BEGIN EXTRACT PROVIDED

Sleep & Recovery Calculators
Plan your sleep, caffeine timing, and recovery with evidence-informed tools for bedtimes, HRV readiness, and related metrics.
Sleep, Caffeine, and Recovery as a System
Sleep is a system, not a single variable. The body repeats roughly 90-minute cycles through light sleep, slow-wave (deep) sleep, and REM, with deep sleep concentrated in the first half of the night and REM lengthening toward morning. Waking in the middle of a deep-sleep segment tends to feel groggier than waking at the end of a cycle, which is why bedtime and wake-time planning based on cycles can feel meaningfully different from just counting hours. The 2021 American Academy of Sleep Medicine consensus recommends at least 7 hours per night for most adults, but how those hours are distributed — how consistent your schedule is, when you consume caffeine, how much light and temperature support the wind-down — often matters as much as the number itself.
Caffeine is the lever most people can actually pull. Pharmacokinetic studies place caffeine’s average half-life in healthy adults at about five hours, with a range of roughly three to nine hours depending on liver enzyme genetics (CYP1A2), hormonal status, pregnancy, oral contraceptive use, and smoking. A late-afternoon coffee can therefore leave 50–75 mg of caffeine in your system at bedtime — enough to reduce slow-wave sleep and total sleep time on polysomnography, even when people report they “feel fine.” Recovery signals like heart rate variability (HRV) track how your autonomic nervous system is balancing stress and rest. Research on athletes suggests that HRV responds predictably to alcohol, training load, and poor sleep, and most evidence-informed readiness systems compare your current HRV against a rolling personal baseline rather than a population norm.
Sleep and recovery numbers work best as trend indicators, not diagnoses. Chronic insomnia, persistent daytime sleepiness, loud snoring with pauses, or a sudden drop in recovery metrics despite stable training and lifestyle all deserve a conversation with a clinician — possibly a sleep study to rule out apnea or another disorder. These tools are for informational purposes only and are not a substitute for professional medical advice.
How These Calculators Relate
Start the day-of-planning with the Sleep Calculator to pick a bedtime or wake time that ends on a full cycle. Back that up with the Caffeine Sleep Optimizer to estimate how much caffeine will still be circulating at your target bedtime and to choose a realistic cutoff. Over the week, use the Sleep Debt Calculator to make accumulated shortfalls visible, and the Recovery Score Calculator to roll HRV, resting heart rate, sleep, and subjective readiness into a single trend you can train against.

END EXTRACT PROVIDED
BEGIN THE DATA

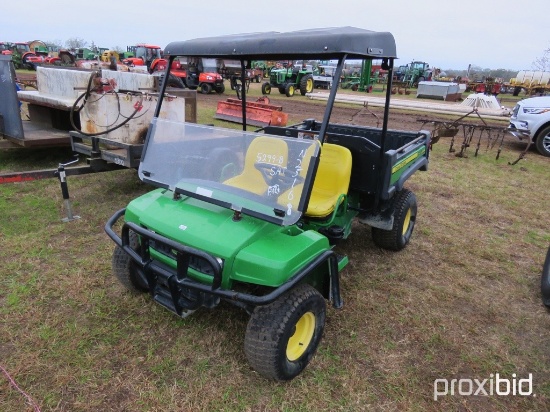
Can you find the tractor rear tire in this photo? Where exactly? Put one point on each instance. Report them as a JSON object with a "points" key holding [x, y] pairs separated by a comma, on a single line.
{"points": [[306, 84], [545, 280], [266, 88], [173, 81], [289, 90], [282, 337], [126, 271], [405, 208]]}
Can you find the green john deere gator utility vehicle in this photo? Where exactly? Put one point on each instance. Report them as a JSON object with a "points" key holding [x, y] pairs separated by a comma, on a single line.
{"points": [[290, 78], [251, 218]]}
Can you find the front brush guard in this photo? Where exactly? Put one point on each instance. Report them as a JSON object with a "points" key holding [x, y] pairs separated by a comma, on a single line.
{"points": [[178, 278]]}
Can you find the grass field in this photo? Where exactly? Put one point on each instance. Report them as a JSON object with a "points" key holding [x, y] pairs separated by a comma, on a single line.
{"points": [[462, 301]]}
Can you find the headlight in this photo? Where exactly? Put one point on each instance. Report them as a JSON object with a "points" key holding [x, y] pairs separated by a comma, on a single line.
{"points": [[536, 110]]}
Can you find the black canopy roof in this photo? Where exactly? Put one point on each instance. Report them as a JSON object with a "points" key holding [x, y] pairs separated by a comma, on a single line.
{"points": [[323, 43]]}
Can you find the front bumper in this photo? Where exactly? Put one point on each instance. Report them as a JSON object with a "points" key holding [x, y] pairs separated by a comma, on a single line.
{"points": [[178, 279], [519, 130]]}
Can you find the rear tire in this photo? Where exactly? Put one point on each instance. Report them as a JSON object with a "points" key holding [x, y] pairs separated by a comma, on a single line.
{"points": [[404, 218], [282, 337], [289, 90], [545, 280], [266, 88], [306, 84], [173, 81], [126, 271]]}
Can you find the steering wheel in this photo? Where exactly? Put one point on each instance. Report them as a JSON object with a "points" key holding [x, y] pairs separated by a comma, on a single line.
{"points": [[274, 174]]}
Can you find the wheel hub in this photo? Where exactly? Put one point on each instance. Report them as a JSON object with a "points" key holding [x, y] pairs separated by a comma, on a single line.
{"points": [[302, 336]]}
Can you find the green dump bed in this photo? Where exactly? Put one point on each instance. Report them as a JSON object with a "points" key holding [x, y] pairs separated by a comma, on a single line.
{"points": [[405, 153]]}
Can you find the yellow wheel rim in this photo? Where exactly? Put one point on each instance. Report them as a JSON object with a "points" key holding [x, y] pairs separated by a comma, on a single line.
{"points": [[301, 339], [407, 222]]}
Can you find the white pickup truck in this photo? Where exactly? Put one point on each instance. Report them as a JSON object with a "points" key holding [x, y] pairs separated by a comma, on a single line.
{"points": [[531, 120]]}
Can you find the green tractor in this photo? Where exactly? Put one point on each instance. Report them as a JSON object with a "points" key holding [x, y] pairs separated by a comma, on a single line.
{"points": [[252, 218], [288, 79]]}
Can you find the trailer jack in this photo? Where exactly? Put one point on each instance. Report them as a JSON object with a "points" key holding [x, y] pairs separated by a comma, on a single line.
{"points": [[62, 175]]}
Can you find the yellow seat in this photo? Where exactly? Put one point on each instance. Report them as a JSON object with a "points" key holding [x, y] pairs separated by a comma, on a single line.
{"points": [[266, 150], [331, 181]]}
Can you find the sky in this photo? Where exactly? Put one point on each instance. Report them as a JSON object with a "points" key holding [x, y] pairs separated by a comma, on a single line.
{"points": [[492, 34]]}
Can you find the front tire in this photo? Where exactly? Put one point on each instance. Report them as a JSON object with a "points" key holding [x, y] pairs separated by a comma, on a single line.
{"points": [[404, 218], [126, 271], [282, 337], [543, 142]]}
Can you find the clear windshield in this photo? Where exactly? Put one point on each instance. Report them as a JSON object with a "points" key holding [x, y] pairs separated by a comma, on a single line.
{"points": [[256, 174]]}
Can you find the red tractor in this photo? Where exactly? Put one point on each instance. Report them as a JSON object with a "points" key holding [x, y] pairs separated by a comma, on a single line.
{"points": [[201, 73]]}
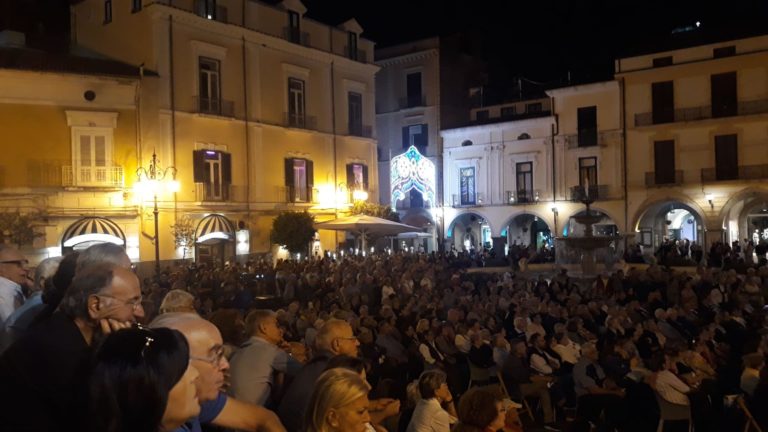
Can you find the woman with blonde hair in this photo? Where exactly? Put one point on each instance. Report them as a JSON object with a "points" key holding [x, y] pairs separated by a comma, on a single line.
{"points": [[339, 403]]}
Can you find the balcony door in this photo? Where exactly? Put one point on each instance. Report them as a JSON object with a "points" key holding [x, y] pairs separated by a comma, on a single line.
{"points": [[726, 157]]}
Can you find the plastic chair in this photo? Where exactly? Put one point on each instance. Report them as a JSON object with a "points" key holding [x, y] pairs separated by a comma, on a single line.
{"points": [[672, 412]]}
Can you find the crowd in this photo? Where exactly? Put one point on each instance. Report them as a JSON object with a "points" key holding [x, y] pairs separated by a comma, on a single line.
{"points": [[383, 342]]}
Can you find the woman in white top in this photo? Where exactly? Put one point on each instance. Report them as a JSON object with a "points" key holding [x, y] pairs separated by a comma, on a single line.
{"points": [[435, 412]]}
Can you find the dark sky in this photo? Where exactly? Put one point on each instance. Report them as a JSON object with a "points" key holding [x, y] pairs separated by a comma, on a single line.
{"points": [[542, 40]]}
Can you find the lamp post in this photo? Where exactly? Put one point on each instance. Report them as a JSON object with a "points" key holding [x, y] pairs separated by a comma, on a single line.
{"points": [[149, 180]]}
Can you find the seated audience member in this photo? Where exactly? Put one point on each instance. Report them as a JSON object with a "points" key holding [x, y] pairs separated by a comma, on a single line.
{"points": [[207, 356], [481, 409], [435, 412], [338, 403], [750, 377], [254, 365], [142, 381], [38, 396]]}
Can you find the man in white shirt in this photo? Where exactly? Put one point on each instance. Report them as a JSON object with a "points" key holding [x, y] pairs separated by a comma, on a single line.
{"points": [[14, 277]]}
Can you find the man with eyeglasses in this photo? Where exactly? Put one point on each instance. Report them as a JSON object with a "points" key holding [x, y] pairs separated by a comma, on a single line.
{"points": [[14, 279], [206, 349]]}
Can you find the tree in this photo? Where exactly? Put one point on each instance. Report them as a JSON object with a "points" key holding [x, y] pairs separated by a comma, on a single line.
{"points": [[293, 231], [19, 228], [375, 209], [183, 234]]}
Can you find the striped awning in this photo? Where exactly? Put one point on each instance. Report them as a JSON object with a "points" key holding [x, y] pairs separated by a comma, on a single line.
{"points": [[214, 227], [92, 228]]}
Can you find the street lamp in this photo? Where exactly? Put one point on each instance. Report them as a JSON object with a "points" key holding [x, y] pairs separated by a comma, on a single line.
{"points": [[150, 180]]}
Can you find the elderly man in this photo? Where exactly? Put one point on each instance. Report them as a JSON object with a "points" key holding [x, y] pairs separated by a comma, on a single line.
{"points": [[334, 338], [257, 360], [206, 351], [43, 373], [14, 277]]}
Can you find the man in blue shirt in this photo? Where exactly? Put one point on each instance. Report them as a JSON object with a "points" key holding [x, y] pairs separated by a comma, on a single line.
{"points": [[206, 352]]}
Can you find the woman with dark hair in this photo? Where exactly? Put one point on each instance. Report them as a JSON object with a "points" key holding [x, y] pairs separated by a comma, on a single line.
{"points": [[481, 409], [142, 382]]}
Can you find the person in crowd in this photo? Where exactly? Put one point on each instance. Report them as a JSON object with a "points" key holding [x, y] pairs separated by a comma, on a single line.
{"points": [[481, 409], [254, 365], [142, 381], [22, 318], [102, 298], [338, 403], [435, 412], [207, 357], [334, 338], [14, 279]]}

END THE DATA

# ACTIONS TO TAKE:
A – Reproduce the passage of the text on sleep and recovery from "Sleep & Recovery" up to and including "and related metrics.".
B – Decide whether each statement agrees with the text on sleep and recovery, answering yes or no and quoting the words that settle it: (i) The 2021 American Academy of Sleep Medicine consensus recommends at least seven hours of sleep per night for most adults. (ii) Deep sleep is concentrated in the second half of the night. (iii) Most evidence-informed readiness systems compare current HRV against a population norm.
C – Summarize the text on sleep and recovery in three sentences.
Rely solely on the text on sleep and recovery, not on the records.

# SOLUTIONS BY TASK:
A –
Sleep & Recovery Calculators
Plan your sleep, caffeine timing, and recovery with evidence-informed tools for bedtimes, HRV readiness, and related metrics.

B –
(i) Yes: "The 2021 American Academy of Sleep Medicine consensus recommends at least 7 hours per night for most adults."
(ii) No: "with deep sleep concentrated in the first half of the night and REM lengthening toward morning."
(iii) No: "most evidence-informed readiness systems compare your current HRV against a rolling personal baseline rather than a population norm."

C – Sleep runs in roughly 90-minute cycles, so planning bedtimes and wake times around cycles can matter as much as total hours. Caffeine's average half-life of about five hours means a late-afternoon coffee can leave enough in the body at bedtime to reduce deep and total sleep, while HRV tracks how the autonomic nervous system balances stress and rest. The calculators for sleep, caffeine, sleep debt, and recovery are meant as trend indicators for informational purposes, not as diagnoses or a substitute for professional medical advice.